• Text shown:
━━━━━━━━━━━━━━━━━━━━
After a golden age of market conditions offering affordable coverage, the professional indemnity insurance sector has hit a crisis. The CLC is working to change things.

In 2019, notes insurance broker and risk advisory body Marsh, Lloyd’s ordered syndicates to limit the amount of new professional indemnity (PI) insurance they could write, owing to its poor performance. It is a move that echoed the Prudential Regulation Authority’s concerns over solvency within general insurance companies. Across the board, cheaper rates have been withdrawn, premiums and excess layer premiums have increased, the average capacity per underwriter has dropped from £5m to £2.5m (just in the past 18 months), while some insurance syndicates have withdrawn from the construction PI market altogether.

Contractors have suffered an increased cost for placements and renewals, as well as restrictions in cover bringing a knock-on effect on property owners and developers as contractors seek to limit their liability under contract. Marsh notes: “At least eight insurers no longer support UK construction PI risks. Underwriting is selective and generally based upon past claims history, regardless of an insured’s future risk profile… Policy coverage restrictions with a major focus on cladding and fire safety claims are increasingly common… Insurers are restricting cover in relation to cladding, introducing higher excesses, cladding conditions and inner limits for specific risks. For new business enquiries where insurers have no historical relationship with an insured, cladding exclusions are more prevalent.”
━━━━━━━━━━━━━━━━━━━━
• Recorded data:
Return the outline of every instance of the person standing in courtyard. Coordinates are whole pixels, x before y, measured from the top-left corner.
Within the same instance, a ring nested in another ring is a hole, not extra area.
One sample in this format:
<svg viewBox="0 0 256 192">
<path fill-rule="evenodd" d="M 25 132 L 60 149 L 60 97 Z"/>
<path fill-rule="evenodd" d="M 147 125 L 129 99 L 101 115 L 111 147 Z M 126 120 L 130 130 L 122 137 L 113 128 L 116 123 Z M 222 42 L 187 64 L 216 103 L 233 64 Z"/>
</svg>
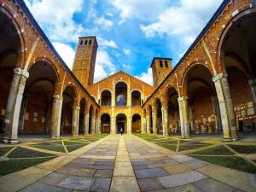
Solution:
<svg viewBox="0 0 256 192">
<path fill-rule="evenodd" d="M 121 136 L 123 135 L 123 128 L 121 127 L 120 129 L 120 133 L 121 133 Z"/>
</svg>

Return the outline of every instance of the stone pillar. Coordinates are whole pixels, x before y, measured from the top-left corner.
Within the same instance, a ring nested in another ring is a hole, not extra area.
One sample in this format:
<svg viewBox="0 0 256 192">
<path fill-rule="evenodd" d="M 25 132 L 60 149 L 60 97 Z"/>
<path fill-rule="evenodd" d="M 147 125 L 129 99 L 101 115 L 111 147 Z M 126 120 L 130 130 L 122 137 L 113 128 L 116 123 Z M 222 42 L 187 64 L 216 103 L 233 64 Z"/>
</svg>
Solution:
<svg viewBox="0 0 256 192">
<path fill-rule="evenodd" d="M 142 127 L 142 133 L 144 134 L 146 133 L 146 129 L 147 129 L 147 122 L 146 122 L 146 118 L 143 116 L 142 118 L 142 122 L 141 122 L 141 127 Z"/>
<path fill-rule="evenodd" d="M 95 121 L 96 121 L 96 111 L 92 110 L 91 120 L 90 120 L 91 135 L 95 135 Z"/>
<path fill-rule="evenodd" d="M 167 136 L 169 136 L 168 108 L 162 108 L 161 110 L 162 110 L 163 136 L 167 137 Z"/>
<path fill-rule="evenodd" d="M 224 141 L 239 139 L 236 127 L 235 112 L 230 92 L 227 74 L 219 73 L 212 79 L 218 99 Z"/>
<path fill-rule="evenodd" d="M 15 68 L 14 70 L 10 91 L 6 107 L 3 142 L 5 143 L 18 143 L 18 126 L 20 112 L 23 98 L 24 89 L 29 73 L 26 70 Z"/>
<path fill-rule="evenodd" d="M 80 110 L 80 108 L 73 107 L 73 117 L 72 117 L 72 135 L 73 135 L 73 137 L 79 136 L 79 110 Z"/>
<path fill-rule="evenodd" d="M 253 102 L 256 103 L 256 79 L 249 80 L 249 86 L 253 95 Z"/>
<path fill-rule="evenodd" d="M 86 136 L 88 134 L 87 130 L 88 130 L 88 127 L 87 127 L 87 113 L 85 112 L 84 113 L 84 130 L 83 130 L 83 135 L 84 136 Z"/>
<path fill-rule="evenodd" d="M 156 118 L 157 118 L 157 113 L 156 112 L 153 112 L 152 113 L 153 134 L 157 134 Z"/>
<path fill-rule="evenodd" d="M 61 120 L 62 111 L 63 97 L 59 95 L 53 96 L 52 113 L 51 113 L 51 128 L 50 128 L 50 138 L 60 138 L 61 133 Z"/>
<path fill-rule="evenodd" d="M 190 122 L 189 119 L 188 97 L 177 98 L 182 138 L 190 137 Z"/>
</svg>

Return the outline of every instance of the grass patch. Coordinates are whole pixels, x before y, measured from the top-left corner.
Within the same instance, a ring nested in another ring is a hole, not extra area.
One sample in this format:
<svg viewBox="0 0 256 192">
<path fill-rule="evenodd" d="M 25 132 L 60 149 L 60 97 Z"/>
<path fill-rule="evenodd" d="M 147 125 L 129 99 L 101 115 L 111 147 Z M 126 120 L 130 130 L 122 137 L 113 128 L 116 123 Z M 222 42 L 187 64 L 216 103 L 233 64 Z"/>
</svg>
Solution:
<svg viewBox="0 0 256 192">
<path fill-rule="evenodd" d="M 224 145 L 219 145 L 212 148 L 194 152 L 192 153 L 192 154 L 233 155 L 234 153 L 230 151 L 227 147 Z"/>
<path fill-rule="evenodd" d="M 54 157 L 4 160 L 0 163 L 0 175 L 8 175 L 52 159 L 54 159 Z"/>
<path fill-rule="evenodd" d="M 42 153 L 38 151 L 30 150 L 24 148 L 16 148 L 12 153 L 10 153 L 9 158 L 29 158 L 29 157 L 47 157 L 53 154 Z"/>
<path fill-rule="evenodd" d="M 177 148 L 177 145 L 173 145 L 173 144 L 167 144 L 167 143 L 158 143 L 158 145 L 163 147 L 163 148 L 168 148 L 172 151 L 176 151 L 176 148 Z"/>
<path fill-rule="evenodd" d="M 33 148 L 38 148 L 45 150 L 49 150 L 49 151 L 56 151 L 56 152 L 61 152 L 65 153 L 65 149 L 62 145 L 32 145 Z"/>
<path fill-rule="evenodd" d="M 0 148 L 0 156 L 3 156 L 12 148 L 14 148 L 14 147 L 3 147 L 3 148 Z"/>
<path fill-rule="evenodd" d="M 256 174 L 256 166 L 248 161 L 243 160 L 241 157 L 235 156 L 195 156 L 193 155 L 193 158 L 207 161 L 218 166 L 228 167 L 230 169 L 235 169 L 252 174 Z"/>
<path fill-rule="evenodd" d="M 80 145 L 68 145 L 68 146 L 67 146 L 66 148 L 67 148 L 67 149 L 68 150 L 68 153 L 69 152 L 72 152 L 72 151 L 74 151 L 74 150 L 76 150 L 76 149 L 79 149 L 79 148 L 83 148 L 84 146 L 85 146 L 85 145 L 87 145 L 87 144 L 80 144 Z"/>
<path fill-rule="evenodd" d="M 239 154 L 256 154 L 256 145 L 228 145 Z"/>
<path fill-rule="evenodd" d="M 179 145 L 178 151 L 187 151 L 195 148 L 203 148 L 208 146 L 207 144 L 201 145 L 191 145 L 191 144 L 181 144 Z"/>
</svg>

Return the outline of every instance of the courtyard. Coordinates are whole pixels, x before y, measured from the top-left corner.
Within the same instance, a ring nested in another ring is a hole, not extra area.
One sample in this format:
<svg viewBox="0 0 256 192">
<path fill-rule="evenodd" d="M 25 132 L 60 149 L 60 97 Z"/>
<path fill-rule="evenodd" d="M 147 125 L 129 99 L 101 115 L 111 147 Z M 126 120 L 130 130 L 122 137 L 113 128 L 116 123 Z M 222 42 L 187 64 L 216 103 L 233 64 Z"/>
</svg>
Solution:
<svg viewBox="0 0 256 192">
<path fill-rule="evenodd" d="M 24 140 L 0 146 L 0 191 L 255 191 L 255 146 L 146 134 Z"/>
</svg>

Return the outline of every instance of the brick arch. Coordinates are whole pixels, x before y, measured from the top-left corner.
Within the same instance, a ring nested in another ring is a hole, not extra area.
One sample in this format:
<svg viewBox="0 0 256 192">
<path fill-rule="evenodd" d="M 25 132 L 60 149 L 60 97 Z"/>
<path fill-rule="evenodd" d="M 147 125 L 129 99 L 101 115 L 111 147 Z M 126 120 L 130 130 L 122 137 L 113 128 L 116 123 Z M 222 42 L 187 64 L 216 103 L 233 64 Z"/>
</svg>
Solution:
<svg viewBox="0 0 256 192">
<path fill-rule="evenodd" d="M 237 15 L 236 15 L 234 18 L 232 18 L 224 29 L 222 31 L 220 36 L 219 36 L 219 41 L 218 44 L 218 49 L 217 49 L 217 67 L 221 70 L 222 73 L 226 73 L 226 69 L 224 66 L 224 62 L 223 61 L 223 55 L 221 53 L 223 44 L 224 38 L 226 37 L 227 33 L 230 32 L 230 29 L 233 26 L 233 24 L 241 19 L 242 17 L 252 15 L 252 14 L 256 14 L 256 8 L 251 8 L 251 9 L 247 9 L 240 12 Z"/>
<path fill-rule="evenodd" d="M 189 73 L 190 72 L 190 70 L 192 70 L 193 68 L 195 68 L 196 66 L 200 66 L 200 67 L 205 67 L 207 70 L 208 70 L 208 72 L 212 74 L 212 77 L 213 77 L 213 72 L 207 67 L 206 67 L 203 61 L 202 62 L 194 62 L 192 63 L 189 67 L 186 68 L 185 72 L 183 73 L 183 75 L 182 76 L 181 79 L 181 85 L 182 85 L 182 89 L 180 90 L 180 96 L 187 96 L 187 90 L 188 90 L 188 77 L 189 77 Z"/>
<path fill-rule="evenodd" d="M 13 16 L 15 15 L 14 13 L 12 13 L 12 11 L 10 10 L 9 8 L 8 8 L 7 6 L 4 6 L 4 3 L 0 3 L 0 12 L 2 12 L 3 15 L 5 15 L 8 18 L 9 18 L 10 22 L 12 22 L 12 24 L 14 25 L 16 32 L 17 32 L 17 35 L 19 37 L 19 40 L 20 40 L 20 52 L 22 50 L 25 50 L 25 47 L 26 47 L 26 41 L 25 38 L 22 35 L 21 29 L 20 27 L 20 25 L 18 24 L 18 21 L 15 20 L 15 18 Z M 17 58 L 17 67 L 20 67 L 23 68 L 24 65 L 25 65 L 25 51 L 22 51 L 22 53 L 19 53 L 18 54 L 18 58 Z"/>
</svg>

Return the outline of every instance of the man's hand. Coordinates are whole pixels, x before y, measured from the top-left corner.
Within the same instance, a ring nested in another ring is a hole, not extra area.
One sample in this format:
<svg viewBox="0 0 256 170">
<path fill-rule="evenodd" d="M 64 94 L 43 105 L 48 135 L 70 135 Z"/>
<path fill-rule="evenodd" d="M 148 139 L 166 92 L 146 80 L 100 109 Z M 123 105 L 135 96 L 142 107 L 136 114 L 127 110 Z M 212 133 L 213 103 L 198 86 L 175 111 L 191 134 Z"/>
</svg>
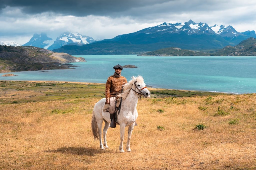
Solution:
━━━━━━━━━━━━━━━━━━━━
• Set of tasks:
a: Duplicate the part of the insurance passage starting at "In 2019, notes" and ending at "PI market altogether.".
b: From the listing, set down word for word only the lines starting at the one containing "Return the outline of every instance of the stone" and ending at the one containing "224 141 L 239", including both of those lines.
The insurance passage and the listing are unrelated to each other.

• Expected responses:
a:
In 2019, notes insurance broker and risk advisory body Marsh, Lloyd’s ordered syndicates to limit the amount of new professional indemnity (PI) insurance they could write, owing to its poor performance. It is a move that echoed the Prudential Regulation Authority’s concerns over solvency within general insurance companies. Across the board, cheaper rates have been withdrawn, premiums and excess layer premiums have increased, the average capacity per underwriter has dropped from £5m to £2.5m (just in the past 18 months), while some insurance syndicates have withdrawn from the construction PI market altogether.

b:
Return the outline of every instance of the stone pillar. Coordinates are whole pixels, x before y, measured from the top-left corner.
Within the same instance, a ring nested in another ring is a hole, not extra area.
One sample in this format:
<svg viewBox="0 0 256 192">
<path fill-rule="evenodd" d="M 25 132 L 60 149 L 60 97 Z"/>
<path fill-rule="evenodd" d="M 147 125 L 129 99 L 101 115 L 111 147 Z M 126 120 L 130 130 L 122 137 L 113 128 L 116 123 Z M 222 42 L 187 64 L 216 103 L 233 64 Z"/>
</svg>
Solution:
<svg viewBox="0 0 256 192">
<path fill-rule="evenodd" d="M 142 127 L 142 133 L 144 134 L 146 133 L 146 129 L 147 129 L 147 122 L 146 122 L 146 118 L 143 116 L 142 118 L 142 122 L 141 122 L 141 127 Z"/>
<path fill-rule="evenodd" d="M 95 121 L 96 121 L 96 111 L 92 110 L 91 120 L 90 120 L 91 135 L 95 135 Z"/>
<path fill-rule="evenodd" d="M 167 136 L 169 136 L 168 108 L 162 108 L 161 110 L 162 110 L 163 136 L 167 137 Z"/>
<path fill-rule="evenodd" d="M 224 141 L 239 139 L 236 127 L 235 112 L 230 92 L 227 74 L 219 73 L 212 79 L 218 99 Z"/>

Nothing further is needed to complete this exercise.